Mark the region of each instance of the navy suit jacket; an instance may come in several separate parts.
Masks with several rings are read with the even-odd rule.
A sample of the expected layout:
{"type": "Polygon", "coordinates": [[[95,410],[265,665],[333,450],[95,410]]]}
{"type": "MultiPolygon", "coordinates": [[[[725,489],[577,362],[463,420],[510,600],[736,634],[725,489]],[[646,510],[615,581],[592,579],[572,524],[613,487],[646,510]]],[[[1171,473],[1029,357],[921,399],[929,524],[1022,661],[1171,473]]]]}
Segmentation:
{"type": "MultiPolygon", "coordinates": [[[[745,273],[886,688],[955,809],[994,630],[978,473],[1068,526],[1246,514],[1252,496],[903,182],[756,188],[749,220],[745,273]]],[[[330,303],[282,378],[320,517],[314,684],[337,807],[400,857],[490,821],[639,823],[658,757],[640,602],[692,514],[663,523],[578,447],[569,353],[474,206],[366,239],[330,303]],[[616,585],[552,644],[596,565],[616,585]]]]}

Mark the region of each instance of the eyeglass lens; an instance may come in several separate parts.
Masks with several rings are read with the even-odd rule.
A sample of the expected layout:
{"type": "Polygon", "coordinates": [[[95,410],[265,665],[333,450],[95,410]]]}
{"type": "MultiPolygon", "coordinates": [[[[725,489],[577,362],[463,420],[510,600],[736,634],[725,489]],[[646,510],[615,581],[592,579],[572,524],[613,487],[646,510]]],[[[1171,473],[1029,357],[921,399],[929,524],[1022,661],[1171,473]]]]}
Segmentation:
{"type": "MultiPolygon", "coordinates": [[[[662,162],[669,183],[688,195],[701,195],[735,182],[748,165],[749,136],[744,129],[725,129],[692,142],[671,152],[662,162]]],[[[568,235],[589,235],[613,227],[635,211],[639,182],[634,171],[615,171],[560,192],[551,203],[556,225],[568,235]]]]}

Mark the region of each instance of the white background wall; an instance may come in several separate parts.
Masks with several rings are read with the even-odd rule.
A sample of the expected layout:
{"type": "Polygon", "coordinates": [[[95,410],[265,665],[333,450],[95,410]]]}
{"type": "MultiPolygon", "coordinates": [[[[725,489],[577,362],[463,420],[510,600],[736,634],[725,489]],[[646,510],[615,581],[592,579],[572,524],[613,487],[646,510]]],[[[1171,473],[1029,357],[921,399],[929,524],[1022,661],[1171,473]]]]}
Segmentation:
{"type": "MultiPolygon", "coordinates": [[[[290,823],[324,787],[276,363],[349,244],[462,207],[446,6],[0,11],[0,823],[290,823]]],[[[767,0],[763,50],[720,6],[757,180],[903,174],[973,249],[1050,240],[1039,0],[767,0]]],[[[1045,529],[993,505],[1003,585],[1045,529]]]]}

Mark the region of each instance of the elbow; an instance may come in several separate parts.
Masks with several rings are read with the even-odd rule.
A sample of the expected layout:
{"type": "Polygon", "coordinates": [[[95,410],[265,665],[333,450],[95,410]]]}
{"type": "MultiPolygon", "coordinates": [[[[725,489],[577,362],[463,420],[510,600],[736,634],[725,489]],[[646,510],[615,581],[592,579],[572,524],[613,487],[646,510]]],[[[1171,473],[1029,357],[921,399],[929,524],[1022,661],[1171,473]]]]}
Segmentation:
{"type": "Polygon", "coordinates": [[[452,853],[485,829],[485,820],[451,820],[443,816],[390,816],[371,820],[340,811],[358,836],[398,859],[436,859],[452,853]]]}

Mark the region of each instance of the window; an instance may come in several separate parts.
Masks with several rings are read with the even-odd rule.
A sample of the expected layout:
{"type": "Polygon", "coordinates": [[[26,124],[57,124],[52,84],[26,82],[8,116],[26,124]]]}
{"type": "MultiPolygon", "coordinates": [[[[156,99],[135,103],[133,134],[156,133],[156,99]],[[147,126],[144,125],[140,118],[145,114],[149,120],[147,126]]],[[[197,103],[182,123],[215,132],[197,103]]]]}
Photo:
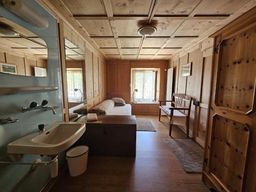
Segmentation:
{"type": "Polygon", "coordinates": [[[156,78],[156,70],[132,69],[132,101],[144,103],[155,101],[156,78]]]}
{"type": "Polygon", "coordinates": [[[82,69],[67,69],[69,102],[81,101],[83,99],[82,69]],[[74,89],[77,89],[77,91],[74,89]]]}

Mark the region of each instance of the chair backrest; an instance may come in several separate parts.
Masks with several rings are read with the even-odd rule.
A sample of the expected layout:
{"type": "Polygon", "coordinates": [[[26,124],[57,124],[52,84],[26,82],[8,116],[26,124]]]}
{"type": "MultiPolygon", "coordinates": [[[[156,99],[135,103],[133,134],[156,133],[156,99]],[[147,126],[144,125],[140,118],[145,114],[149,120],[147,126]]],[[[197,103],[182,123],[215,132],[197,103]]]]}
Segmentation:
{"type": "Polygon", "coordinates": [[[176,103],[185,106],[188,108],[188,110],[181,111],[185,115],[189,116],[190,114],[192,97],[181,93],[173,93],[172,100],[176,103]]]}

GIVEN INSTRUCTION |
Rewrite as a numbered list everything above, from the line containing "Mark the region of each instance of the elbow;" down to the last line, both included, and skip the blank lines. Leave the pictures out of your answer.

SOLUTION |
1. Mark the region of each instance of the elbow; an instance may come in several separate parts.
2. Masks with several rings are read with the even-odd rule.
3. A sample of the expected layout:
4. {"type": "Polygon", "coordinates": [[[95,410],[265,665],[333,450],[95,410]]]}
5. {"type": "MultiPolygon", "coordinates": [[[[725,489],[577,362],[463,420],[510,600],[736,634],[725,489]],[[646,510],[615,581],[592,579],[572,524],[613,487],[646,510]]],[[[1171,473],[1029,357],[921,399],[929,524],[1022,661],[1171,473]]]]}
6. Segmentation:
7. {"type": "Polygon", "coordinates": [[[452,853],[485,829],[485,820],[451,820],[443,816],[390,816],[371,820],[340,811],[358,836],[398,859],[436,859],[452,853]]]}
8. Mark the region of each instance of the window; an instance may come in several separate parts.
9. Masks with several rings are read with the even-odd rule.
10. A sample of the expected layout:
11. {"type": "Polygon", "coordinates": [[[26,124],[57,124],[52,84],[26,82],[8,116],[26,124]]]}
12. {"type": "MultiPolygon", "coordinates": [[[[156,99],[135,103],[133,134],[156,133],[156,99]],[[147,126],[144,125],[140,118],[145,114],[149,120],[147,126]]],[[[197,103],[182,123],[215,132],[197,103]]]]}
13. Photo:
14. Segmentation:
15. {"type": "Polygon", "coordinates": [[[156,78],[156,70],[132,69],[132,101],[144,103],[155,101],[156,78]]]}
16. {"type": "Polygon", "coordinates": [[[82,69],[67,69],[69,102],[81,101],[83,99],[82,69]],[[74,89],[77,89],[77,91],[74,89]]]}
17. Mark the region of each instance of the chair backrest; an instance may come in several separate parts.
18. Masks with several rings are read with the even-odd rule.
19. A sample of the expected layout:
20. {"type": "Polygon", "coordinates": [[[26,124],[57,124],[52,84],[26,82],[8,116],[26,124]]]}
21. {"type": "MultiPolygon", "coordinates": [[[[156,99],[135,103],[133,134],[156,133],[156,99]],[[147,126],[144,125],[140,118],[145,114],[149,120],[147,126]]],[[[197,103],[182,123],[215,132],[197,103]]]]}
22. Segmentation:
23. {"type": "Polygon", "coordinates": [[[176,103],[185,106],[188,108],[188,110],[181,111],[185,115],[189,116],[190,114],[192,97],[181,93],[173,93],[172,100],[176,103]]]}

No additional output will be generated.